** Start of Extract **

Bearing Witness: How Beth El Families Preserve Holocaust History on Yom Hashoah
05/03/2019 02:00:01 PM
Author | |
Date Added | |
Automatically create summary | |
Summary |
By: Brandon Chiat, Digital Media Strategist
“The Jewish people have all too often faced terrible persecution and tragedy,” Rabbi Steve Schwartz said. “The Jewish people survive because we maintain faith in the possibility of a better future. There is something very Jewish about maintaining hope even in the darkest times.“
Honoring Jewish resilience is why the Israeli Knesset designated the 27th of Nisan as Yom Hashoah ve-Hagevurah (the Day of Remembrance of the Holocaust and the Heroism), a Holocaust remembrance day for Israeli citizens and the Jewish diaspora.
“The Israeli government felt a strong responsibility to the Holocaust survivors since many settled in the land that would, in 1948, become the modern State of Israel,” said Dr. Eyal Bor, Director of Education and the Rabbi Mark G. Loeb Center for Lifelong Learning. “Israel, its citizens and its army remain strong and vital because we remember that our people were almost wiped out in the Shoah.”
However, remembering the Shoah has become increasingly difficult.
There are fewer living Holocaust survivors with each passing year. The Conference on Jewish Material Claims Against Germany, or Claims Conference, estimates there are less than 100,000 Jews who were in camps, ghettos and in hiding under Nazi occupation still alive today.
Therefore, the responsibility falls to the children and grandchildren of survivors to honor their memory and articulate their experience.
“Jewish tradition teaches us that we must do the work ourselves,” Rabbi Schwartz explained.
“The second and third generations are stepping up to speak about their parents and grandparents,” Dr. Bor said. “Many survivors did not talk about their experiences, so their families have begun researching and preserving their parents' experiences.”
Two longtime Beth El members - Brenda Mandel and Richard Grilli - have assumed that responsibility. Here are their stories.
The Mandels:
Mrs. Mandel's father, Julius Mandel, grew up in Szombathely, Hungary with his parents Bluma and Abraham, his brother Ernö and sister Anna. Bluma perished at the Auschwitz death camp, and Abraham and Ernö met their fate at Buchenwald. Julius and Anna survived.
“Before the war broke out, there was a quota that determined how many Jews were allowed to emigrate from a Nazi-occupied country,” Mrs. Mandel said. “My father and aunt were included in the Austrian quota, which was much larger than the Hungarian quota, and in 1939, they went to England. Eventually, my father boarded the Aquitania - a ship in the Cunard Line - and went to New York.”
Mrs. Mandel's mother, Tony Weil Mandel, lived in an affluent community of Freiburg, a town located in the Black Forest of Germany, with her parents Hilde and Theo Weil and twin sisters Lisa and Erna. Mrs. Mandel's grandfather was a successful businessman who manufactured the stoves and ovens used to heat homes.
However, their idyllic life would not last.
“My mother came home one day and saw the local synagogues burning. The next day, the police came and took my grandfather to jail,” Mrs. Mandel said. “My mother went to the jail with some checks and told the guards her father needed to sign, or his non-Jewish employees wouldn't get paid.”
In actuality, that money allowed Mrs. Mandel's mother and aunts to leave Germany in 1940, and eventually, helped her parents escape a French concentration camp.

** End of Extract **
** Start of Entries provided **

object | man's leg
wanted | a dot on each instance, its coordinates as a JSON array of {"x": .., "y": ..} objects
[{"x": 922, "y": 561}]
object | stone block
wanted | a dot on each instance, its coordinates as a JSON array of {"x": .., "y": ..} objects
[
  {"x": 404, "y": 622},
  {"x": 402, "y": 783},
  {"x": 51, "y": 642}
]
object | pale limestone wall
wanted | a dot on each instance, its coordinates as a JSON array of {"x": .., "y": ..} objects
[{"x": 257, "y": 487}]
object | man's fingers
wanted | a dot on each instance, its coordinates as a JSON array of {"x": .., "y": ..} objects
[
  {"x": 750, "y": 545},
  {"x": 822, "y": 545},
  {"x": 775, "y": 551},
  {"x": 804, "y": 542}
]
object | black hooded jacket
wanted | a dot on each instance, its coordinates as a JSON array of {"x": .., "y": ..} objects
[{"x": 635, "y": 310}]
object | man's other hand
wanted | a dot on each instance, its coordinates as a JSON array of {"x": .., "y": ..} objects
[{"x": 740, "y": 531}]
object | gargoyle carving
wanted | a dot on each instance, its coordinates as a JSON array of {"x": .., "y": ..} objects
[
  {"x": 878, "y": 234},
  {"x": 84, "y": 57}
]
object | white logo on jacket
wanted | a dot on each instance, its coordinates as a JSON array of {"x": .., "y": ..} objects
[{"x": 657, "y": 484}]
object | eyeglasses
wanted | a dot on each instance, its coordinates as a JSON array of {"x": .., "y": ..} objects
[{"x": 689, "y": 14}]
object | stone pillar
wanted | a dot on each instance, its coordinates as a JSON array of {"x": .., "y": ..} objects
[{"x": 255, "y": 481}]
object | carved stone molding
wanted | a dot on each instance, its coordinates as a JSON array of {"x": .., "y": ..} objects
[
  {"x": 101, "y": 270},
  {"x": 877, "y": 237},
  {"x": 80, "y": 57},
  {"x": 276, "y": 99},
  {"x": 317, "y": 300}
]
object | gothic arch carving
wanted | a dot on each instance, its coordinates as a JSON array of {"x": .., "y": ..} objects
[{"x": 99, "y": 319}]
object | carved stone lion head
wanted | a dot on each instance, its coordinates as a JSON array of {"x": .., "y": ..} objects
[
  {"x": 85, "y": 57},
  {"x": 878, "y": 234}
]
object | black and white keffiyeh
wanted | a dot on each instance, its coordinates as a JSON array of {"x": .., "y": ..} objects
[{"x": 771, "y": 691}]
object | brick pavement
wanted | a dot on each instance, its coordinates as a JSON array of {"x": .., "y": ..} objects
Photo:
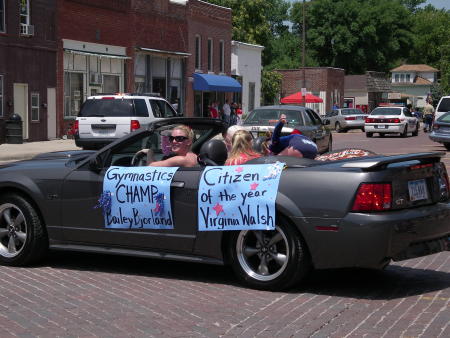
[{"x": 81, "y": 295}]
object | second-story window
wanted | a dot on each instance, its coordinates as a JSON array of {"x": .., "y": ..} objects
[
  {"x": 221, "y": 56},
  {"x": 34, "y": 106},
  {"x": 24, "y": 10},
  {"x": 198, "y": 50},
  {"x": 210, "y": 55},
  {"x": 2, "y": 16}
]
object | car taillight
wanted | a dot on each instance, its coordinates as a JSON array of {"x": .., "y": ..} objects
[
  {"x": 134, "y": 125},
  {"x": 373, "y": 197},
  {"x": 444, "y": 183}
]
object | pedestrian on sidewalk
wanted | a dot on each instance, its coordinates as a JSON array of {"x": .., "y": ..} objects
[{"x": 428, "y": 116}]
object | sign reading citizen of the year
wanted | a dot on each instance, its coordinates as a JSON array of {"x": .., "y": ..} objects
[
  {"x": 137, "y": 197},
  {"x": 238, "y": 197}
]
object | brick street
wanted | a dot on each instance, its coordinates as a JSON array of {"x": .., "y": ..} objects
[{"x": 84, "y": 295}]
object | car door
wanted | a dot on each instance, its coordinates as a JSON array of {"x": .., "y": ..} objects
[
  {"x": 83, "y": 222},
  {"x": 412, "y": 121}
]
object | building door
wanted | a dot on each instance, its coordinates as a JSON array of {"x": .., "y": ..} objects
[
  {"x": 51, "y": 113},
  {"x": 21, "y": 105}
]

** End of Entries provided **

* **Problem description**
Please answer these questions from the Yom Hashoah article:
(a) Which date did the Israeli Knesset designate as Yom Hashoah ve-Hagevurah?
(b) According to the Claims Conference estimate, how many Jews who were in camps, ghettos and in hiding under Nazi occupation are still alive?
(c) What was the name of the ship Julius Mandel boarded to go to New York?

* **Output for this task**
(a) The 27th of Nisan.
(b) Fewer than 100,000.
(c) The Aquitania, a ship in the Cunard Line.